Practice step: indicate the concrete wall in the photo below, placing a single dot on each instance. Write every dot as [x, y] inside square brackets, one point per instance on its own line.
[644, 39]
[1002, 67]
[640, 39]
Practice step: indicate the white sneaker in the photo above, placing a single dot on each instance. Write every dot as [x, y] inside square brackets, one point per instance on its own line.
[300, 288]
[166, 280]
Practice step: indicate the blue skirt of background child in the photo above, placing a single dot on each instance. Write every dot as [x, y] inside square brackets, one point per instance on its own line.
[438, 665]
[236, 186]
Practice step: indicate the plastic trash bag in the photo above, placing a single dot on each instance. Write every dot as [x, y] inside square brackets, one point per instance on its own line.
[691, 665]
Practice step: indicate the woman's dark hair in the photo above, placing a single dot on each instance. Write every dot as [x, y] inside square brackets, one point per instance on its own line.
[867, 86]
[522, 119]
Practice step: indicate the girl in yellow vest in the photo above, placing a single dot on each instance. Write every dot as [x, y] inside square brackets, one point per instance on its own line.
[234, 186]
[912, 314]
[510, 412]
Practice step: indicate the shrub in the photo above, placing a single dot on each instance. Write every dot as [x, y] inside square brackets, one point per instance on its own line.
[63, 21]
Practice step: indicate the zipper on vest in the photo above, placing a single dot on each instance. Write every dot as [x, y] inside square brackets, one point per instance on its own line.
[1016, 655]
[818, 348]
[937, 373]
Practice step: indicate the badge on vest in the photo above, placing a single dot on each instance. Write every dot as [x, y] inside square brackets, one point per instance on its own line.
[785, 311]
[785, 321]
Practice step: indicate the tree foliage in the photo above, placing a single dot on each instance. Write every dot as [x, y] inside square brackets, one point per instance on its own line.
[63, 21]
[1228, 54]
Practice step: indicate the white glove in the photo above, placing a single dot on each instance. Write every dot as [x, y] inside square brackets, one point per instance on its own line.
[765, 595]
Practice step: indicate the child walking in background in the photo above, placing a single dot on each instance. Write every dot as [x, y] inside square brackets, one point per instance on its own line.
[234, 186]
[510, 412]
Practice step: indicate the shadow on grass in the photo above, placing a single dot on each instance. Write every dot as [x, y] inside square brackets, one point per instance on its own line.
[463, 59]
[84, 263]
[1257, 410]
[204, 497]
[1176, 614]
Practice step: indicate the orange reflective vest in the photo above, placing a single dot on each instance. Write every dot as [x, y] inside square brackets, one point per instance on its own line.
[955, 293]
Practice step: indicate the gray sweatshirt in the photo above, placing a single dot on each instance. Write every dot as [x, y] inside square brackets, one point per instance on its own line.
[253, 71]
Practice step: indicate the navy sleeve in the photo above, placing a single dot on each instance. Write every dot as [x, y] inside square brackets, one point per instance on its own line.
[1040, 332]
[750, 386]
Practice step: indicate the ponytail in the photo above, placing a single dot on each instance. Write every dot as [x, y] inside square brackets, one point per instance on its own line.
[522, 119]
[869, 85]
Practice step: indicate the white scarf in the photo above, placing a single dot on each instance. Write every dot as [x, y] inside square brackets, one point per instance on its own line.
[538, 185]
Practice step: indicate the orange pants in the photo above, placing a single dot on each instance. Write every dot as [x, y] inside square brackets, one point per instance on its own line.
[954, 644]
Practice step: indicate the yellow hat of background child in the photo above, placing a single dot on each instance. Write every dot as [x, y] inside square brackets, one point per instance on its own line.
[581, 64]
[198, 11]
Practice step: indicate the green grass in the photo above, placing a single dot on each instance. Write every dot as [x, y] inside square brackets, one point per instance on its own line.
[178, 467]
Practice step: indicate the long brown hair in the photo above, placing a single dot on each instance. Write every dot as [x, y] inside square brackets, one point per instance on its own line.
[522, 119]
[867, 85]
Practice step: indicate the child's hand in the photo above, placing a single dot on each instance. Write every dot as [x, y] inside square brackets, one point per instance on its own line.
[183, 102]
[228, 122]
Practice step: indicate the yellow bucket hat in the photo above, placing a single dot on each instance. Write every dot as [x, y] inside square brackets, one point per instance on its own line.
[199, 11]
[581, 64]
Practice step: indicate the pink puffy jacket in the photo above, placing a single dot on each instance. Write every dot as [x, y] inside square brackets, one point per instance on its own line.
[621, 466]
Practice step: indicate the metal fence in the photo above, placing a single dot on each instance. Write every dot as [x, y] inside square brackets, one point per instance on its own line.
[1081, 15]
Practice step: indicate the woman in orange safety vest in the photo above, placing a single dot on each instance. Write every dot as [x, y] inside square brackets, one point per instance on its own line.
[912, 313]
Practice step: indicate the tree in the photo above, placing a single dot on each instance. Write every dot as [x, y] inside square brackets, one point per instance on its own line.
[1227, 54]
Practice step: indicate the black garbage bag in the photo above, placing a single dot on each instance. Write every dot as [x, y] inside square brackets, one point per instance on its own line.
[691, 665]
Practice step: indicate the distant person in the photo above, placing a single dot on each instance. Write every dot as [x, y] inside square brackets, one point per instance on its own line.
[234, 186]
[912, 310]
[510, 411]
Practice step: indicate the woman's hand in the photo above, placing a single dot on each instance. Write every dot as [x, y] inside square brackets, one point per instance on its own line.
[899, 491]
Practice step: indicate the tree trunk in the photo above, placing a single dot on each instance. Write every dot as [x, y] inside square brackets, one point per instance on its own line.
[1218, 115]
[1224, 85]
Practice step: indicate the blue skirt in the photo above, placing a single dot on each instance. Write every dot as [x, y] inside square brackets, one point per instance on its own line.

PROBLEM -
Reproduce, word for word, the lines of the data from the one that contains "Practice step: indicate the tree trunk" to the end, both ends included.

ANSWER TO THE PROBLEM -
Practice step: indicate the tree trunk in the photo above, placing a single dot on each instance. Write every dot as [x, y] inside square brackets, one point per instance on its own line.
[1218, 115]
[1224, 85]
Practice step: indicate the blue skirt in the photo above, placing a single dot on each instance. Write every dot as [x, y] inside square brackets, one point per instance on its own line.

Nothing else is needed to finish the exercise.